# [Given problem]
Update the data from the line containing "Place one keypoint on each instance of the water" through the end, inclusive, replacing "distant snowy ridge" with "distant snowy peak" and changing nothing else. Return only those lines, without the pictures.
>> Start Provided records
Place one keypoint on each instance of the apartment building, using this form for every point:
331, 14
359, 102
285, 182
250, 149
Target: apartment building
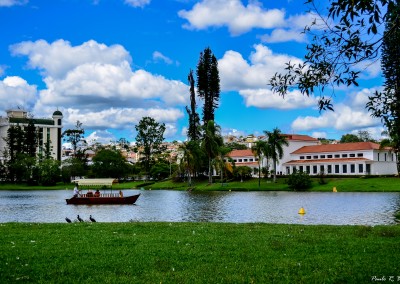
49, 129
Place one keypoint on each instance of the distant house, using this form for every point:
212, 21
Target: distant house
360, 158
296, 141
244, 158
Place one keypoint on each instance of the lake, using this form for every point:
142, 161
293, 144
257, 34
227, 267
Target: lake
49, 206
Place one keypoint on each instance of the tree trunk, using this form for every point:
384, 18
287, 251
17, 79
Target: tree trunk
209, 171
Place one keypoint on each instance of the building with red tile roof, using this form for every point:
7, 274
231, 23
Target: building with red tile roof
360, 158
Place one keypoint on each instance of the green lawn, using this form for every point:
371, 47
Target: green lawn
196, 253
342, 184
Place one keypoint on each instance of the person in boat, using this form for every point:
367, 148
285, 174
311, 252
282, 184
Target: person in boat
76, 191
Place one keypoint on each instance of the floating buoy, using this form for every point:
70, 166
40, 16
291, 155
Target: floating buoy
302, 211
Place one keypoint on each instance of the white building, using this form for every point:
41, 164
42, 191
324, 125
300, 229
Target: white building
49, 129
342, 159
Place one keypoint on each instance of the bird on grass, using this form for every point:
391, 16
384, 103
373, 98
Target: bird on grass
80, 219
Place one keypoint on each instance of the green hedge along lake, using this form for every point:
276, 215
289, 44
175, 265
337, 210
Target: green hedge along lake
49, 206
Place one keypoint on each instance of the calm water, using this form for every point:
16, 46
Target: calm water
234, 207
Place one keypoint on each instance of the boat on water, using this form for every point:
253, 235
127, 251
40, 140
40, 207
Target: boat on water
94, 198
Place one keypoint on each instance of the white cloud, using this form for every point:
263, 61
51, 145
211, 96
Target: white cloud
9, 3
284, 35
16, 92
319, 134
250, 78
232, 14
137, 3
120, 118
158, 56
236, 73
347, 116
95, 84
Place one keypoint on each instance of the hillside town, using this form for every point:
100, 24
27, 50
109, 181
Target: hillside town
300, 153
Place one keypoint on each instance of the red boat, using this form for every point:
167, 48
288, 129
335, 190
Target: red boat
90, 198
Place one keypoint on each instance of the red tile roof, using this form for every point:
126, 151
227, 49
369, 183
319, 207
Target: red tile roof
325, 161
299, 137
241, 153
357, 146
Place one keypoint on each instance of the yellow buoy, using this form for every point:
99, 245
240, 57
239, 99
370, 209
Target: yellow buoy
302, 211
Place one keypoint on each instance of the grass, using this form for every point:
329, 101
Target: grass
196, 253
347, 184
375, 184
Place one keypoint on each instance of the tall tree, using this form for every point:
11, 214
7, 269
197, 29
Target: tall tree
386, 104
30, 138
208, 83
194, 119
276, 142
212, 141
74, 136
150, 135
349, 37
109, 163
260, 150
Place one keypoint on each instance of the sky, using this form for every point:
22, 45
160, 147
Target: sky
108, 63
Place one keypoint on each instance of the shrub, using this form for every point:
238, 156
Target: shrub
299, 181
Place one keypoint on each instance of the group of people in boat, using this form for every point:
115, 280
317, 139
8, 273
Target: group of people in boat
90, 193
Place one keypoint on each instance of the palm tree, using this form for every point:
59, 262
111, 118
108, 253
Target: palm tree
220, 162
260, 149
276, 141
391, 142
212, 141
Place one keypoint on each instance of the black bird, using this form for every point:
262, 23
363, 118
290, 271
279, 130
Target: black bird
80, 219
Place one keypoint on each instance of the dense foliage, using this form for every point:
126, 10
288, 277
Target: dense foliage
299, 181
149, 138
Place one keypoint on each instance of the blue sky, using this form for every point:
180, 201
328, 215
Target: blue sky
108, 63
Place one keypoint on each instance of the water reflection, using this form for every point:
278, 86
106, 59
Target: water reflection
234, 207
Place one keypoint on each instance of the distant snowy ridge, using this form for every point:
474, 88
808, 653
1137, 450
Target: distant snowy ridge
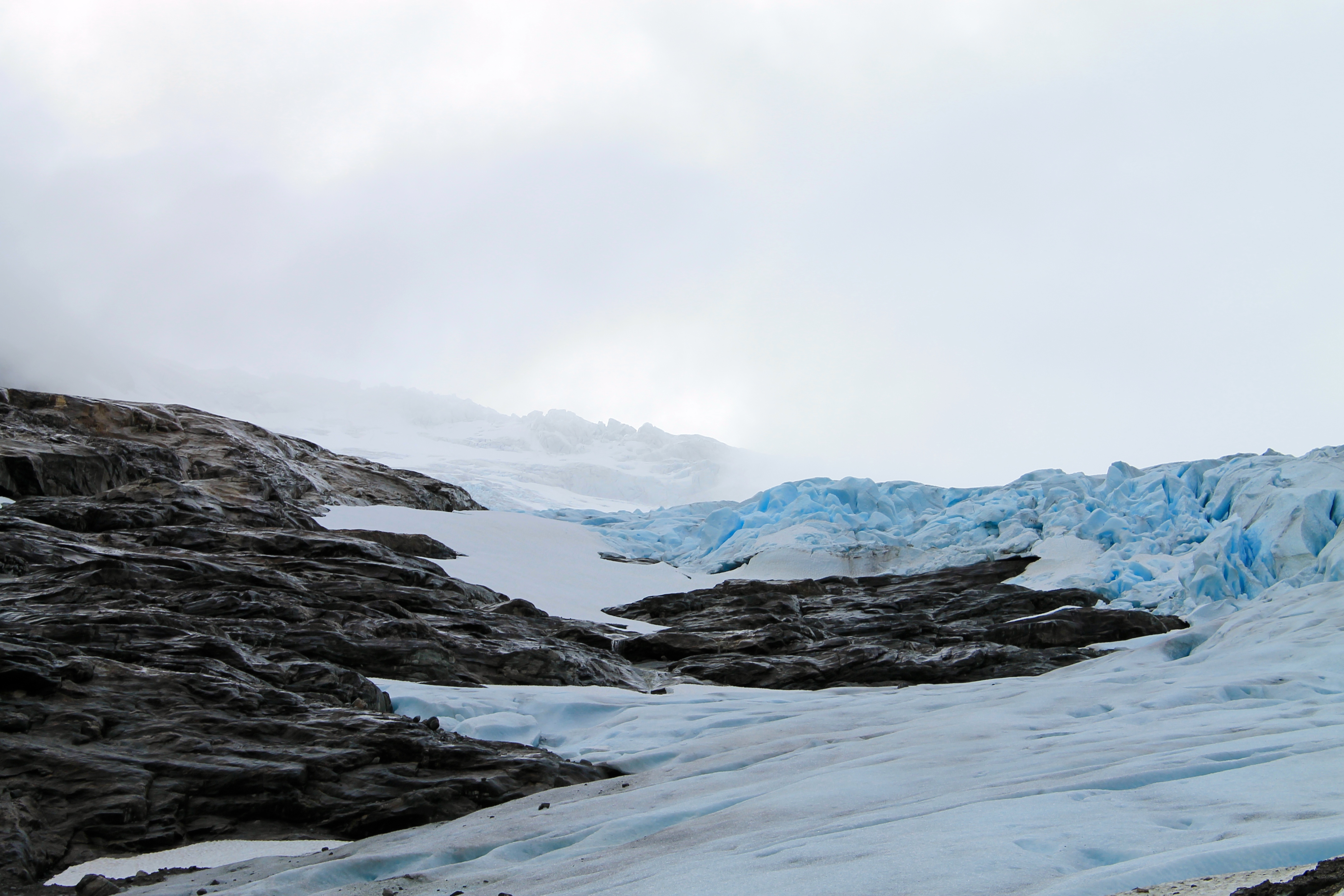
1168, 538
>> End Provided records
# [Correct answer]
Place one keypoint on each instance of the water reflection, using this form for every point:
278, 86
106, 59
Target: water reflection
234, 207
Place one keypoint on each instance of the distant snowy peak, using this form for every point:
474, 88
808, 653
1137, 450
Target: distant snowy peak
1168, 538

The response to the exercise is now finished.